(Referring expression pointing data)

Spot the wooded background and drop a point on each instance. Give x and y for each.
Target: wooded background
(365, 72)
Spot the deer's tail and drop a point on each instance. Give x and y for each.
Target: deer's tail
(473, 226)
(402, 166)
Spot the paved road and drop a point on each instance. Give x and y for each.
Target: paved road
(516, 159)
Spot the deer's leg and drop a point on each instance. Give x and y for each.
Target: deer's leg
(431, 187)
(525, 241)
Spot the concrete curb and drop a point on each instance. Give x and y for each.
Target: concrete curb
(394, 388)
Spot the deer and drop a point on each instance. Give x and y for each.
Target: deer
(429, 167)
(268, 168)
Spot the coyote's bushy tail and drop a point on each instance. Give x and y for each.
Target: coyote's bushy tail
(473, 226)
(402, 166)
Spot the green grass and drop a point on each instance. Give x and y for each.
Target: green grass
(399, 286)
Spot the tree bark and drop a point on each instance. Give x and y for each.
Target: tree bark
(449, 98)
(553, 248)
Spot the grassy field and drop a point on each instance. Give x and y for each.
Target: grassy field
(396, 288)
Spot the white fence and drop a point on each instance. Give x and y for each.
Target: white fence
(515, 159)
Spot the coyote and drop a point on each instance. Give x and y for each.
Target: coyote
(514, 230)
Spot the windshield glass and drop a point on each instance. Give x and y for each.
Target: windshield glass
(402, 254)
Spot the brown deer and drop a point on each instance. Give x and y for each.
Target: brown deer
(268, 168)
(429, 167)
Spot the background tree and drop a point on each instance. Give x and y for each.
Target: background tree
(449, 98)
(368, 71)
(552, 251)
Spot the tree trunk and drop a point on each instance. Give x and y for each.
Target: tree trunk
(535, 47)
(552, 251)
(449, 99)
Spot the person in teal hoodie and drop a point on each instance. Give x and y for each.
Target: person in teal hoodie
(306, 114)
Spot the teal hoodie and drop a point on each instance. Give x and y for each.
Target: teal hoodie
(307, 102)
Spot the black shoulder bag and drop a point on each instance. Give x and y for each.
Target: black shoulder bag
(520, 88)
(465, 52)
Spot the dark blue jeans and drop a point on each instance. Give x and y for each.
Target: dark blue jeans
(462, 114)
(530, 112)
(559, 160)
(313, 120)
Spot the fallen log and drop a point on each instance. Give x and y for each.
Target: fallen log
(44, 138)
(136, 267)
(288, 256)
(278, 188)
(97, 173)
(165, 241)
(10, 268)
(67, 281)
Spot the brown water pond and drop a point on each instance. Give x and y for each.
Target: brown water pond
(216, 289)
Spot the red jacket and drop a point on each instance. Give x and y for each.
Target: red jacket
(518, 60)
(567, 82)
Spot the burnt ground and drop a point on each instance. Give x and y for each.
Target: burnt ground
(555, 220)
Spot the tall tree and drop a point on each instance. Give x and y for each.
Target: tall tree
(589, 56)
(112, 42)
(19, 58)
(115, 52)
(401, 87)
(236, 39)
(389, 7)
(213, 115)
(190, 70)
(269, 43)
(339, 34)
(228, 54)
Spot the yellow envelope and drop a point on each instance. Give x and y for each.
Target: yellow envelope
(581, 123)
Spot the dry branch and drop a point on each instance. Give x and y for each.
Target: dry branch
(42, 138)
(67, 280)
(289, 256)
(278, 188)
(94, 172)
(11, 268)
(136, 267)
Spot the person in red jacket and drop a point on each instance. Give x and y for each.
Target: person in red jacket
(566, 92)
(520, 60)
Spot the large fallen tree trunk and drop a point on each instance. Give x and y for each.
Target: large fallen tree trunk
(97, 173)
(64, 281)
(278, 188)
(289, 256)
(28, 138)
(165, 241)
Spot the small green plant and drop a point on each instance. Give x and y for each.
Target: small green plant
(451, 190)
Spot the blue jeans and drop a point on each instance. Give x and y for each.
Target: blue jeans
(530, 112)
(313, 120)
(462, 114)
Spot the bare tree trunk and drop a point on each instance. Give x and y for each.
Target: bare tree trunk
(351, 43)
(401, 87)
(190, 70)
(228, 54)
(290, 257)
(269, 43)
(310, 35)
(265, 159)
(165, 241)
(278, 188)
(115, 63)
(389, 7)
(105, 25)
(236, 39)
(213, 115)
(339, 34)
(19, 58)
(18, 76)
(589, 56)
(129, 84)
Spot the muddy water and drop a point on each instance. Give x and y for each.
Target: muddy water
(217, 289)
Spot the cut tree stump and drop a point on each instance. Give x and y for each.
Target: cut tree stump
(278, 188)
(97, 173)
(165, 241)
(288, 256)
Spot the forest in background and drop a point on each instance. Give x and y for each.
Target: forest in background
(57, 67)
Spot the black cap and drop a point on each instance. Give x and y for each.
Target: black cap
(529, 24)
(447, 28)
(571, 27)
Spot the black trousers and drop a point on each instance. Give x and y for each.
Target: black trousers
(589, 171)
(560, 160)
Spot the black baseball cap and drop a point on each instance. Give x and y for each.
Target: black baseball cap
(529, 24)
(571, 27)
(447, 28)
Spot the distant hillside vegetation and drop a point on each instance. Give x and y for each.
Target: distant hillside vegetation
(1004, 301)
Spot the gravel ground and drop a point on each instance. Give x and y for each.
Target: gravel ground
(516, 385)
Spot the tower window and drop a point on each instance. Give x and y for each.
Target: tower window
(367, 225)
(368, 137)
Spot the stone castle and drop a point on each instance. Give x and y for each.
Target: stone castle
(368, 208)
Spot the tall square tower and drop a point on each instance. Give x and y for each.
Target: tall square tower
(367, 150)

_What you have to do_
Please print verbatim each line from the first line of the entries above to the line that contains "Spot the paved", inclusive, and nothing more.

_Result below_
Spot the wooded background and drop a point on each instance. Give x and y for each.
Target: wooded background
(365, 72)
Spot the deer's tail and drop a point on each instance. Give x and y for each.
Target: deer's tail
(473, 226)
(402, 166)
Spot the paved road and drop a point on each instance. Give x and y for each.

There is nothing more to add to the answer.